Consigne A:
Les affirmations (i), (ii) et (iii) concordent-elles avec le texte sur Mouloud Mammeri ? Répondez par oui ou par non à chacune et citez à l'identique les mots du texte qui tranchent.
(i) Un timbre à l'effigie de Mouloud Mammeri a été publié.
(ii) La conférence de Mouloud Mammeri sur la poésie kabyle devait avoir lieu à l'université d'Alger.
(iii) Le texte annonce un livre à venir qui contestera l'idée que le tamazight et la djazaïrbya ne peuvent pas devenir des langues à part entière.
Consigne B:
D'après le texte sur Mouloud Mammeri, dans quelles deux langues les deux composantes du peuple algérien communiquent-elles dans leur vie quotidienne ?
Consigne C:
Reproduisez fidèlement le passage du texte sur Mouloud Mammeri qui va de « Des intellectuels et » jusqu'à « de niveau satisfaisant. ».

Passage choisi:
---

Qui sera le Mouloud Mammeri de la djazaïrbiya ?

Enfin ! Mouloud Mammeri, cet intellectuel éclairé, militant résolu de la défense de la langue tamazight, est reconnu officiellement. Après tellement de luttes, de déboires, de calomnies, d’ostracisme, de menaces, etc. Partout et toujours, les détenteurs d’un État se montrent sourds et aveugles, jusqu’à ce que la pression populaire, au prix le plus lourd, les contraints à concéder un droit citoyen, au risque de disparaître.

La publication d’un timbre à l’effigie de Mouloud Mammeri est, quoiqu’on dise, une reconnaissance historique. Le mérite premier revient à son combat sans compromission, et à celui de ses compatriotes solidaires avec lui. Peu importe l’intention étatique récupératrice ou non, le fait est là : l’action émancipatrice de cet intellectuel algérien, en faveur de sa langue maternelle, est  devenue un fait reconnu officiellement. Reste, cependant, de passer des paroles aux actes concrets satisfaisants.

On a constaté que des Algériens, linguistiquement arabophones, ont applaudi à cette reconnaissance. Parmi eux, combien avaient soutenu l’action de Mouloud Mammeri de son vivant, durant la répression dont il était victime, notamment après l’interdiction étatique de sa fameuse conférence sur la poésie kabyle à l’université de Tizi-Ouzou ?

Et ceci : à ma connaissance, aucun des acclamateurs actuels d’aujourd’hui n’a posé la question suivante : qui sera le Mouloud Mammeri de la djazaïrbya (1) ?

En effet, si le tamazight est une langue maternelle, la djazaïrbya l’est tout autant. C’est dans ces deux langues que les deux composantes du peuple algérien communiquent dans leur vie quotidienne, éprouvent les sentiments les plus profonds, les pensées les plus intimes, leurs misères ainsi que leurs espoirs, et même, quoiqu’en disent certains, leur philosophie de la vie.

Des intellectuels et journalistes, linguistiquement francophones et arabophones (même « démocrates » et « progressistes »), ont accusé le tamazight, comme la djazaïrbya, de n’être rien d’autre que des « charabias », des « pataouecs » qui ne peuvent avoir aucune prétention à l’expression de « débats complexes » et de « nuances subtiles ». Par conséquent, il est impossible de promouvoir ces dialectes à des langues à part entière, à savoir de connaissance scientifique et de production culturelle de niveau satisfaisant.

C’est ce que je me propose de contester, avec preuves à l’appui, dans un prochain livre.

Pour l’instant, je profite de la valeur de l’action émancipatrice de Mouloud Mammeri, pour la promotion du tamazight (et de la culture, dont il est l’instrument linguistique), pour attirer l’attention sur la djazaïrbya.

Ne faut-il pas, alors, y penser sérieusement ? En suivant l’exemple de Mouloud Mammeri ?… Certes, il est malheureusement très probable que les défenseurs de la djazaïrbya risquent de souffrir les mêmes mépris, dénis, calomnies et répressions, de la part de ceux qui n’ont de considération que pour le « butin de guerre » français, d’une part, et, d’autre part, pour le « retour aux sources » arabo-islamiques.

---

Données brutes:
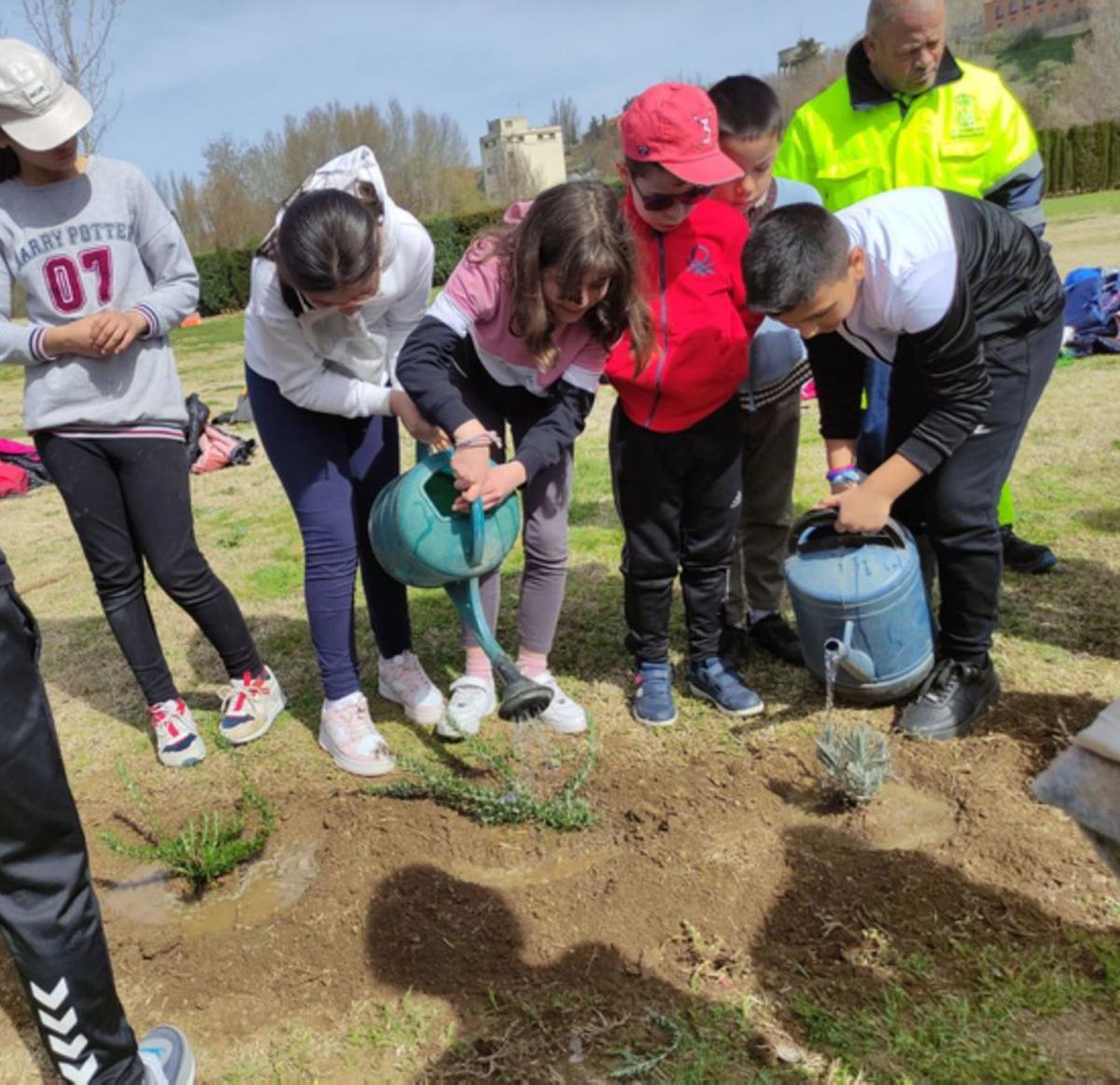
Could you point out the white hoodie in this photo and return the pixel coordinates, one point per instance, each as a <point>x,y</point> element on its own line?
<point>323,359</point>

---

Résultat A:
(i) Oui : « La publication d’un timbre à l’effigie de Mouloud Mammeri est, quoiqu’on dise, une reconnaissance historique. »
(ii) Non : « l’interdiction étatique de sa fameuse conférence sur la poésie kabyle à l’université de Tizi-Ouzou »
(iii) Oui : « C’est ce que je me propose de contester, avec preuves à l’appui, dans un prochain livre. »

Résultat B:
Elles communiquent en tamazight et en djazaïrbya.

Résultat C:
Des intellectuels et journalistes, linguistiquement francophones et arabophones (même « démocrates » et « progressistes »), ont accusé le tamazight, comme la djazaïrbya, de n’être rien d’autre que des « charabias », des « pataouecs » qui ne peuvent avoir aucune prétention à l’expression de « débats complexes » et de « nuances subtiles ». Par conséquent, il est impossible de promouvoir ces dialectes à des langues à part entière, à savoir de connaissance scientifique et de production culturelle de niveau satisfaisant.